■ PAGE EXCERPT ■
In my last post, I mentioned that I finally cracked and got Netflix. What did I watch first, you ask? Did I go to Stranger Things? The Crown? The Expanse? A Series of Unfortunate Events? Daredevil? Jessica Jones? One of the many shows which demonstrate we are living in the golden age of television? Oh my, no. Me being me, I typed ‘Roman’ into the search box, and this led me straight to Roman Empire: Reign of Blood. Ooh, I think, Netflix takes a shot at Roman historical drama! Netflix has a Midas-like effect on TV shows, right? They can tell any story they want, free from the constraints of network television. Surely this was going to be a different take on Commodus’s story? They wouldn’t just repeat a bunch of lazy Hollywood tropes, would they?

Heh, heh, heh. Silly Past Julian.

■ RAW RECORDS ■

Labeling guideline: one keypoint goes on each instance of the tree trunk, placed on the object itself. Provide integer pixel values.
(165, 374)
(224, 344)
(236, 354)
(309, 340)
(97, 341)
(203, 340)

■ PROBLEM TO WORK ON ■
Reproduce the passage of the Netflix post word for word, from "In my last post, I" to "Silly Past Julian.".

■ SOLUTION FOR THIS TASK ■
In my last post, I mentioned that I finally cracked and got Netflix. What did I watch first, you ask? Did I go to Stranger Things? The Crown? The Expanse? A Series of Unfortunate Events? Daredevil? Jessica Jones? One of the many shows which demonstrate we are living in the golden age of television? Oh my, no. Me being me, I typed ‘Roman’ into the search box, and this led me straight to Roman Empire: Reign of Blood. Ooh, I think, Netflix takes a shot at Roman historical drama! Netflix has a Midas-like effect on TV shows, right? They can tell any story they want, free from the constraints of network television. Surely this was going to be a different take on Commodus’s story? They wouldn’t just repeat a bunch of lazy Hollywood tropes, would they?

Heh, heh, heh. Silly Past Julian.